Alıntılanan metin.

────────────────

Agaşon Psikolojisi ile Baş Etmek
Not : Zıpkınla balık avına yeni başlıyorsanız Zıpkınla Balık Avı Rehberi-Başlangıç ve Zıpkınla Balık Avı Tehlikeli Durumlar-SENKOP isimli yazılarımıza göz atmanız oldukça faydalı olacaktır.
Bugün sizlere zıpkınla balık avında, pek üstünde durulmayan bir konuya değinmek istiyorum. Genelde hangi zıpkının daha iyi olduğunu, ne kadar derine inebildiğimizi, nefes süreleri veya antrenmanların nasıl olması gerektiğini konuşuruz. Fakat bütün bir avcılık olayını başından sonuna kadar etkileyen, ava gidecek gücü toplamaktan tutun, av esnasında güçlü kalmamızı ve kötü giden avlardan sonra bile, bizi yeniden motive eden avcılık psikolojisinden pek bahsetmeyiz.

────────────────

Sınırlayıcı kutu kayıtları
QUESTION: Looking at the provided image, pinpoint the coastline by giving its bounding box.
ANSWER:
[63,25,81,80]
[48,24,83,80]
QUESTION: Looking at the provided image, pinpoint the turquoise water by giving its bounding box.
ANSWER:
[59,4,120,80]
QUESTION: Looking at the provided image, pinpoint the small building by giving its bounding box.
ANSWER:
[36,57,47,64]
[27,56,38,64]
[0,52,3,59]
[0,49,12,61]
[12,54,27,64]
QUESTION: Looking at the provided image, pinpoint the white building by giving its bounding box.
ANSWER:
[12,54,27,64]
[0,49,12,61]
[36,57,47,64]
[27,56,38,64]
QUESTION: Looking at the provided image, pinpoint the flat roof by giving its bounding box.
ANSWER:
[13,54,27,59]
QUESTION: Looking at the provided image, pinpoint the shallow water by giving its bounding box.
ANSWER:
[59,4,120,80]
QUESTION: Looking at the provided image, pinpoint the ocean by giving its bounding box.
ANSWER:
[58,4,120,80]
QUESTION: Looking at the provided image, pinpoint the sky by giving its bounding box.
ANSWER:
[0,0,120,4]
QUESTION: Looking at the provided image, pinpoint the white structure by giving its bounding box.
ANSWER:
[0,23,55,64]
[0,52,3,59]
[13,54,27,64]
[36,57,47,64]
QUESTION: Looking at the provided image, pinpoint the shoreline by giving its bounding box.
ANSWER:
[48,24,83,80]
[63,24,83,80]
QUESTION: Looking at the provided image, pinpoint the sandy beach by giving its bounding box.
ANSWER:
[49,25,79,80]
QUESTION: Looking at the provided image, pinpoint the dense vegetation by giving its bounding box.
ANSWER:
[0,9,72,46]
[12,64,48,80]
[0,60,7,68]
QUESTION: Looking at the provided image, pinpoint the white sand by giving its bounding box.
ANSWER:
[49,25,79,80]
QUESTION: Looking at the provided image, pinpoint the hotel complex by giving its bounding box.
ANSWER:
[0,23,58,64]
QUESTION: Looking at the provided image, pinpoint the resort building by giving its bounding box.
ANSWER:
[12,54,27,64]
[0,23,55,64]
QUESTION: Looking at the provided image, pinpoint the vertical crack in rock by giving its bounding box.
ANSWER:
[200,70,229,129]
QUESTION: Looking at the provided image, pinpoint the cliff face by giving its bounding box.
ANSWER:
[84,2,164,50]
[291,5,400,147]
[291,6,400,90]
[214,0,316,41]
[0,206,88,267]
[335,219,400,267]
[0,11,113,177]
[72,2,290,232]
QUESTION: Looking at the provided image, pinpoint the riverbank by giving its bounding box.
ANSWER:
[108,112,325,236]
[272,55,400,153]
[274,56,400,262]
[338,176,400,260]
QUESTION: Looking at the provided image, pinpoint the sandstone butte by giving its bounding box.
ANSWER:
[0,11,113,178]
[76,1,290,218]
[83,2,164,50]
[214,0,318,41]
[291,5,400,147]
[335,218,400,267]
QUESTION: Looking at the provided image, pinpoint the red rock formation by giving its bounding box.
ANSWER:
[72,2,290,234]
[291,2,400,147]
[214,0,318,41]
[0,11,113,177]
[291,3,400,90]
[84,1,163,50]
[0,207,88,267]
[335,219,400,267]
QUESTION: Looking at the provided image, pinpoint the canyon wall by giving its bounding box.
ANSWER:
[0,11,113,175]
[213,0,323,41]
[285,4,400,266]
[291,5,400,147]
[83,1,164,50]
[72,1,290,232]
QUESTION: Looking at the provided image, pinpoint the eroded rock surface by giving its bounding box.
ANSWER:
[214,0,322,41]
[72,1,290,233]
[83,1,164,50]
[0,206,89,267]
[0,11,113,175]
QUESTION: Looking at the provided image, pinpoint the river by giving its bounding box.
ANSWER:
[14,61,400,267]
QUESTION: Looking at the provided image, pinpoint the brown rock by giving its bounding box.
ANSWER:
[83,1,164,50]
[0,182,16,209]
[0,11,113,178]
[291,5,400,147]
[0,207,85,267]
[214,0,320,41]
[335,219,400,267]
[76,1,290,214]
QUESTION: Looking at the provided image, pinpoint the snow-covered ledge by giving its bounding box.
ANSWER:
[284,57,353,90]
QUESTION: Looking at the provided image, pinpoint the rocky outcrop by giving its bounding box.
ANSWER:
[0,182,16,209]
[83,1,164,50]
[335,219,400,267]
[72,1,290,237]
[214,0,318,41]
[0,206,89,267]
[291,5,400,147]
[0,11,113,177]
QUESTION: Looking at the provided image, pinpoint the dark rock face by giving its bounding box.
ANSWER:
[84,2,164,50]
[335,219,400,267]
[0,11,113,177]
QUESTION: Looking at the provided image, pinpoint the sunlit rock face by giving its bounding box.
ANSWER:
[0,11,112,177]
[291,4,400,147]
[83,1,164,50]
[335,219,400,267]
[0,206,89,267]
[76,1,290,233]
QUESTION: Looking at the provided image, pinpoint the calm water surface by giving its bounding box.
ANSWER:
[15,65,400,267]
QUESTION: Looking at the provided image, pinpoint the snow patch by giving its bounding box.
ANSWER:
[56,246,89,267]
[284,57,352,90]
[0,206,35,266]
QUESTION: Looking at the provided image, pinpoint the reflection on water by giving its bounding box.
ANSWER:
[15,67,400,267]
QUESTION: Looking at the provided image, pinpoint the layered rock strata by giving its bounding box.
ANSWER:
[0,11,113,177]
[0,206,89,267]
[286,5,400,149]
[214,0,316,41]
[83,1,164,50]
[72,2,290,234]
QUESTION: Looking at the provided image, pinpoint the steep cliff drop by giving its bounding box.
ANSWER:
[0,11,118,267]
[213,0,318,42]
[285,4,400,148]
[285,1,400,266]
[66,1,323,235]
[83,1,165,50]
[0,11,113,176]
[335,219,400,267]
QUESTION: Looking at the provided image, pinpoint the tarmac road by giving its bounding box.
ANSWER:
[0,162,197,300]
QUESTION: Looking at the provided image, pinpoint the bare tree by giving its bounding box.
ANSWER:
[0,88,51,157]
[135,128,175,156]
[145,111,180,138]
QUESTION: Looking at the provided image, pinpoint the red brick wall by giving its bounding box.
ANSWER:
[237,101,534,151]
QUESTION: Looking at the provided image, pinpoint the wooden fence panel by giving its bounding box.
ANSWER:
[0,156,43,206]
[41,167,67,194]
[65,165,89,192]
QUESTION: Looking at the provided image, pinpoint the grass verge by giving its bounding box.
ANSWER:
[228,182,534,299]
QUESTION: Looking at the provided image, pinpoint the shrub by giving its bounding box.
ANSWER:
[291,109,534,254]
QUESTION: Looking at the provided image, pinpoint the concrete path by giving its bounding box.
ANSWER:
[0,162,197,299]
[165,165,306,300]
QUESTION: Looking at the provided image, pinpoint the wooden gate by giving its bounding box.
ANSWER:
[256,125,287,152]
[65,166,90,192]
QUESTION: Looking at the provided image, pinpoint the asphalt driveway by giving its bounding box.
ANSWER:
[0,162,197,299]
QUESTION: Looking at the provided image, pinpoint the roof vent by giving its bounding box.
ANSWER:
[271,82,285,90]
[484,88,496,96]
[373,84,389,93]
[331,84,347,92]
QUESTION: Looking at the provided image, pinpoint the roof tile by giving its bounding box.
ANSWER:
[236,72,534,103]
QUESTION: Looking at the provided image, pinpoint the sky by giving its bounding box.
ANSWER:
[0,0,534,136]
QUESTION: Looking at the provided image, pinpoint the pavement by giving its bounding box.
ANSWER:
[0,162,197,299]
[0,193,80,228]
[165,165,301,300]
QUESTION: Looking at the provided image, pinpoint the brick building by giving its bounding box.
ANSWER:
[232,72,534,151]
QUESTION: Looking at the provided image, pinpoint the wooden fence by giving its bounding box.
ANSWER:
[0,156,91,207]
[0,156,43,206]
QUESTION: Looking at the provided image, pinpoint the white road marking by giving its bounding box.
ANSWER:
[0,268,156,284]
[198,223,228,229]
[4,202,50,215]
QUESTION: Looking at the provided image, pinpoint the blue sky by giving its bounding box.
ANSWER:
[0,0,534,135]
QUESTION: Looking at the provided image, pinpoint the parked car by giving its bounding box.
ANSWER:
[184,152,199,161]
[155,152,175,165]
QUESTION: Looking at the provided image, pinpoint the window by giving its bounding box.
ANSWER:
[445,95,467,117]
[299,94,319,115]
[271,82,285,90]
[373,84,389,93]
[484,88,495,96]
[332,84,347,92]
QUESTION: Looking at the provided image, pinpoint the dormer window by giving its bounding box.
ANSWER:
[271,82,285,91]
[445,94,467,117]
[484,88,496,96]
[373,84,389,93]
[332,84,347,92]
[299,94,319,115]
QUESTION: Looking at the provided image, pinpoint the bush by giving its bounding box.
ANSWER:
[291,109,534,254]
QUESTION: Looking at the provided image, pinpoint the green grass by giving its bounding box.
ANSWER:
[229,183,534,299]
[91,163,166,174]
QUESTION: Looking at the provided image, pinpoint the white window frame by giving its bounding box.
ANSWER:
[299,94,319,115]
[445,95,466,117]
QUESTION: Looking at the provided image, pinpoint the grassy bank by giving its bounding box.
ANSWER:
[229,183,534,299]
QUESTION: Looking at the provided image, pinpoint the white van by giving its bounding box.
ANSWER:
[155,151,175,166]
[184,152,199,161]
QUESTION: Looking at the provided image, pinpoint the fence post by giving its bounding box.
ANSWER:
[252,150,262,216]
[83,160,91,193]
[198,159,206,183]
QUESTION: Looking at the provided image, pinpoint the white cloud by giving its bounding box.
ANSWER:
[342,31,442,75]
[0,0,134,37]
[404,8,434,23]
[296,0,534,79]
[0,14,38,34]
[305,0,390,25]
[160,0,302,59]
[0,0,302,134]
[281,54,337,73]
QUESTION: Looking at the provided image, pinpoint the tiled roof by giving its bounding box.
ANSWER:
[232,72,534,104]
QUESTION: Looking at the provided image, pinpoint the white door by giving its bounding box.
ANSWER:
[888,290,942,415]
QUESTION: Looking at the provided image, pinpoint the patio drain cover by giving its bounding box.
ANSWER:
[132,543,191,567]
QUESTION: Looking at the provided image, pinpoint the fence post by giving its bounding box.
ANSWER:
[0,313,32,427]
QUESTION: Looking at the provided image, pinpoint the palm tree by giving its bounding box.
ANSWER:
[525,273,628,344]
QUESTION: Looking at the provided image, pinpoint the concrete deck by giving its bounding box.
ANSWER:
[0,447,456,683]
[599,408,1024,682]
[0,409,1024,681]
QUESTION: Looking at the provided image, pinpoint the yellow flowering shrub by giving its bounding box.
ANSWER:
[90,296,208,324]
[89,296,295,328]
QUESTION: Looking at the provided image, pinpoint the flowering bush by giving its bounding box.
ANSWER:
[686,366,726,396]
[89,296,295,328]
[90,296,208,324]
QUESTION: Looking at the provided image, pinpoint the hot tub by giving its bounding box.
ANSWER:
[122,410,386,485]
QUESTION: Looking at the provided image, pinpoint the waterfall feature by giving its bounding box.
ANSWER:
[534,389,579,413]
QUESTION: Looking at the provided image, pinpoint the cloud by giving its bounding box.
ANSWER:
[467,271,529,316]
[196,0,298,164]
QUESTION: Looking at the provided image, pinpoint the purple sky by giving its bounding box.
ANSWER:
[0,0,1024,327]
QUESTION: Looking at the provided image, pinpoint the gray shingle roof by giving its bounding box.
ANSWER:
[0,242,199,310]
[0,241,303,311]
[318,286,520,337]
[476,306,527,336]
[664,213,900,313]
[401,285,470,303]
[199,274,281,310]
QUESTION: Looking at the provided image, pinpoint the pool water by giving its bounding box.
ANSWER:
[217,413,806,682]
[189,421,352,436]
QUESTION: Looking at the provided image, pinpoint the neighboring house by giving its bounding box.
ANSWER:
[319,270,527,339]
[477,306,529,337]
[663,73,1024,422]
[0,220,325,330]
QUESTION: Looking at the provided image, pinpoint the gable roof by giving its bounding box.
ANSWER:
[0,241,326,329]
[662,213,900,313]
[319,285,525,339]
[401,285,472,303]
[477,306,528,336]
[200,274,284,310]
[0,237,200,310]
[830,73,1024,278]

────────────────

Görev listesi.
1. Alıntılanan metne göre zıpkınla balık avına yeni başlayanların hangi iki yazıya göz atması öneriliyor?
2. Alıntılanan metnin "Agaşon Psikolojisi ile" ile başlayıp "psikolojisinden pek bahsetmeyiz." ile biten kısmını, "nefes süreleri" yerine "dalış süreleri" koyarak yeniden yazın.

Görev çözümleri.
1. Zıpkınla Balık Avı Rehberi-Başlangıç ve Zıpkınla Balık Avı Tehlikeli Durumlar-SENKOP

2.
Agaşon Psikolojisi ile Baş Etmek
Not : Zıpkınla balık avına yeni başlıyorsanız Zıpkınla Balık Avı Rehberi-Başlangıç ve Zıpkınla Balık Avı Tehlikeli Durumlar-SENKOP isimli yazılarımıza göz atmanız oldukça faydalı olacaktır.
Bugün sizlere zıpkınla balık avında, pek üstünde durulmayan bir konuya değinmek istiyorum. Genelde hangi zıpkının daha iyi olduğunu, ne kadar derine inebildiğimizi, dalış süreleri veya antrenmanların nasıl olması gerektiğini konuşuruz. Fakat bütün bir avcılık olayını başından sonuna kadar etkileyen, ava gidecek gücü toplamaktan tutun, av esnasında güçlü kalmamızı ve kötü giden avlardan sonra bile, bizi yeniden motive eden avcılık psikolojisinden pek bahsetmeyiz.